TASK DIRECTIONS
What is needed here is each entry reproduced exactly, without its pictures.

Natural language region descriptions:

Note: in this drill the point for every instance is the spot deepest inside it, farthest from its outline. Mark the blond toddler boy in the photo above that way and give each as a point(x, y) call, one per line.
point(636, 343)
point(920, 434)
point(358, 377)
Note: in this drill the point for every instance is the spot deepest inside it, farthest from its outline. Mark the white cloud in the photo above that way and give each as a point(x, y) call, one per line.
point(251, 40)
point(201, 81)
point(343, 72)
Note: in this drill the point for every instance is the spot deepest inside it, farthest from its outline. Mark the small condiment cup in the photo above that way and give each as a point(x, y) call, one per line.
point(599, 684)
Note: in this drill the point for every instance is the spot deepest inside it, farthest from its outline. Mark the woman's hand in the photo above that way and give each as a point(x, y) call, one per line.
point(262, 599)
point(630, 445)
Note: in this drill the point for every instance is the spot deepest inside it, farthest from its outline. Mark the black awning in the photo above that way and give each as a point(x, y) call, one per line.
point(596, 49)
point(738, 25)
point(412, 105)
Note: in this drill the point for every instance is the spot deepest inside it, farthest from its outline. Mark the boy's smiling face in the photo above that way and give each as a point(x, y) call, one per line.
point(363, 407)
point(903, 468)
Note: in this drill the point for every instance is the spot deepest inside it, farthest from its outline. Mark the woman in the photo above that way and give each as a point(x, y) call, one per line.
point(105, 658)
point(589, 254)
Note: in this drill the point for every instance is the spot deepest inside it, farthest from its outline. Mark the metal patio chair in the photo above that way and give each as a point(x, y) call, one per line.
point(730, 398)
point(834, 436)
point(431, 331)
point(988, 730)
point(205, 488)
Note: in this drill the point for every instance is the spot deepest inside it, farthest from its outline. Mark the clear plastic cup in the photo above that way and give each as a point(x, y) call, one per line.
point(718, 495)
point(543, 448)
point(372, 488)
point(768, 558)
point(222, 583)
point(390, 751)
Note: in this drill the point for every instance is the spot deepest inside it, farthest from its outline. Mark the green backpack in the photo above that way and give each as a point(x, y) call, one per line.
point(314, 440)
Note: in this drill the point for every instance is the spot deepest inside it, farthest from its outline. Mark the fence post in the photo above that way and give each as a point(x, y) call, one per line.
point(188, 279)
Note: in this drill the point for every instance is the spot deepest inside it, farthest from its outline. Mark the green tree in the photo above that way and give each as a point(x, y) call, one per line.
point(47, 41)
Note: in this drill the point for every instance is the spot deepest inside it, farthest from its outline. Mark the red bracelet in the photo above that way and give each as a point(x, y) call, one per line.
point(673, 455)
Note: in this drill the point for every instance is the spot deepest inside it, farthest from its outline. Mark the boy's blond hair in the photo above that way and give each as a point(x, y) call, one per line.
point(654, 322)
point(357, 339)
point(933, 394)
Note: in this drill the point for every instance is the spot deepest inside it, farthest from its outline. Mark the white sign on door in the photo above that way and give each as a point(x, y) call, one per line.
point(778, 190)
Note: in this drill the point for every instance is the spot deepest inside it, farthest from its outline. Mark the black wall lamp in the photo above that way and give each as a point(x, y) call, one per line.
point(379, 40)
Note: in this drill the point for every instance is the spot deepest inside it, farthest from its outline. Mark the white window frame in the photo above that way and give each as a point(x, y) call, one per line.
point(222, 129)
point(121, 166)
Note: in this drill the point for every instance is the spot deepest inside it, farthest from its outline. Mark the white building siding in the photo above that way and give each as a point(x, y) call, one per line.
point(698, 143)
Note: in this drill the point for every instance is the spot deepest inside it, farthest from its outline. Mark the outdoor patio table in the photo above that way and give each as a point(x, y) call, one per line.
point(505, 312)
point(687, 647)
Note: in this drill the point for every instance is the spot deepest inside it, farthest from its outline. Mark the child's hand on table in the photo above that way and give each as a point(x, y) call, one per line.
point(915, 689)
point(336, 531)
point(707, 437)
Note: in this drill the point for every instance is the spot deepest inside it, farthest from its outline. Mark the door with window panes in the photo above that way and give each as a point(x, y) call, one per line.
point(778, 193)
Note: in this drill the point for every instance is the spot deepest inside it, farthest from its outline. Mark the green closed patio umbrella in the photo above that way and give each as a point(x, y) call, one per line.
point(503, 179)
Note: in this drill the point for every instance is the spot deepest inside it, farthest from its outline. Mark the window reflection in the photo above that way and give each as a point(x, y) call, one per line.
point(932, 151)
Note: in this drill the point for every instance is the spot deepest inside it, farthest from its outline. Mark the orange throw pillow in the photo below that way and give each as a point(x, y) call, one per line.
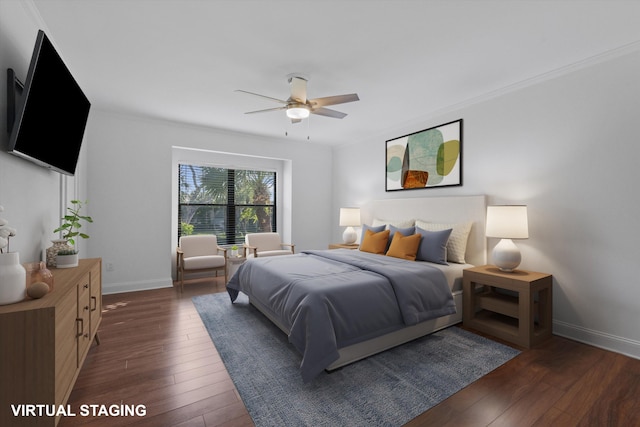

ANSWER BOX
Note: in this drill the point for every instance is the spot deepest inside it, farthest from its outline. Mark the blond toddler boy in the photo above that way and give each as a point(x, y) call, one per line.
point(636, 343)
point(920, 434)
point(358, 377)
Note: in this drill the point for every instance is the spot deepest inside it, farthest from its outline. Mark the white cloud in the photo above that way and give each as a point(x, y) call, one per line.
point(251, 40)
point(201, 81)
point(343, 72)
Note: in this drill the point for every instance is the spot deepest inside it, farthest from its outline. Mark the small condiment cup in the photo above that way and give each as a point(x, y) call, one per line.
point(599, 684)
Note: in this drill the point for every instance is the spot deepest inside it, farthest from its outline. Mark the woman's hand in the photo above that way and give each as a point(x, y) call, one per line.
point(262, 599)
point(630, 445)
Note: in this drill the point for every instance is the spot deepest inside it, farthest from its outline. Mark the black awning in the photo above that way and give each as a point(x, y) call, one per line.
point(596, 49)
point(738, 25)
point(412, 105)
Note: in this drill the point for every instance is the spot deepest inside it, farthest from its outline. Mark the boy's smiling face in the photo above that way and give each as a point(x, y) call, one per line.
point(363, 407)
point(903, 468)
Note: in this drill the point for every instance is the spot deepest inside it, farthest from its outline. Mark the woman in the photo above that way and give each as a point(x, y) call, one per line.
point(105, 658)
point(589, 254)
Note: in this drill the point for every instance is the spot deepest inside it, farthest from its outline. Mark the metal patio chair in the photo above that way and give each as a point(x, y) call, one per line.
point(730, 398)
point(834, 436)
point(431, 331)
point(988, 730)
point(205, 488)
Note: in this drill the point for every instance is the spot deepest inside it, farthest from its outline. Mark the clear plastic cup in the photo above that way and give each as a point(x, y) call, one per line.
point(718, 495)
point(543, 448)
point(372, 488)
point(768, 558)
point(222, 583)
point(390, 751)
Note: in this drill the point for every instance is the spot deepest inside it, farthest from its outline. Mark the green backpack in the photo above that way and give each as a point(x, y) call, one per line.
point(314, 440)
Note: in this drill the point for every instance is the spot deepest inside it, farthest from its outline. Mark the fence post in the photo above that way and give each as a point(x, y) call, one per line.
point(188, 279)
Note: in this drill the point for every instance is the spot deepest inside it, farthest from its outline. Mark the green tree in the photo above that way and give each as a point(x, y) call, one per line.
point(47, 41)
Note: in this drill the point for every instance is the spot deepest inside it, farthest from its outline. Mark the red bracelet in the photo above that way and give each as a point(x, y) call, one per line.
point(673, 455)
Note: in this drill the point for every instance is the spot deepest inside it, farthest from its outline. Mark the boy's blond hair in the photo above that way and give each as a point(x, y) call, one per line.
point(654, 322)
point(357, 339)
point(933, 394)
Note: in this drill the point for every instance is the spot deepest inside it, farthest from its outline. Mark the white sign on door in the photo above that way and give each as a point(x, y) call, one per line.
point(778, 190)
Note: in this drill the point for every instance is the spot deepest inside it, farthest from its outline. Mark the black wall lamp in the photo above that way and give each as a point(x, y) call, one per line.
point(379, 40)
Note: in this drill the point for every instance is the spot deepest inside it, farthest from its outline. Mark the white window frame in the photo above that way and give each as a point(x, y) call, one per line.
point(222, 129)
point(121, 166)
Note: in this drill the point for every instance is the spot deepest inside it, farthest from its outline. Mark the white building siding in the photo above that way and give each as a point(x, y) call, one per line.
point(698, 143)
Note: in this drill the point for every instance is the spot deepest inside it, farthest from its outline. Mark the outdoor patio table in the photo above that way and give each as a point(x, y) call, one per line.
point(505, 312)
point(687, 647)
Note: in this drill the point for every instance is the spot deepest inside it, farthest from its outline. Mark the child's hand on table in the photo above that way and give each as a point(x, y) call, one per line.
point(915, 689)
point(336, 531)
point(707, 437)
Note: in this drill the point for every instance is the spot deepest inside it, farthest from its outline. Mark the door with window panes in the photo above that way and give each as a point(x, y) call, one per line.
point(778, 193)
Note: in this drill the point for every instance is the spot deepest inside it, farthest from its outline. Mark the green closed patio umbrella in the photo above that way and give each as a point(x, y) call, one per line.
point(503, 179)
Note: in this drill the point for every instance is the spot deepest inside it, farthest from its outline. Mark the window reflection in the photo above that way and give each as a point(x, y) call, one per line.
point(932, 151)
Note: in this drill the point for every instance is the spot deepest inside it, farthest from its outline. Mark the orange throw pillow in the photo below that way and give each as a point(x, y) call, one per line.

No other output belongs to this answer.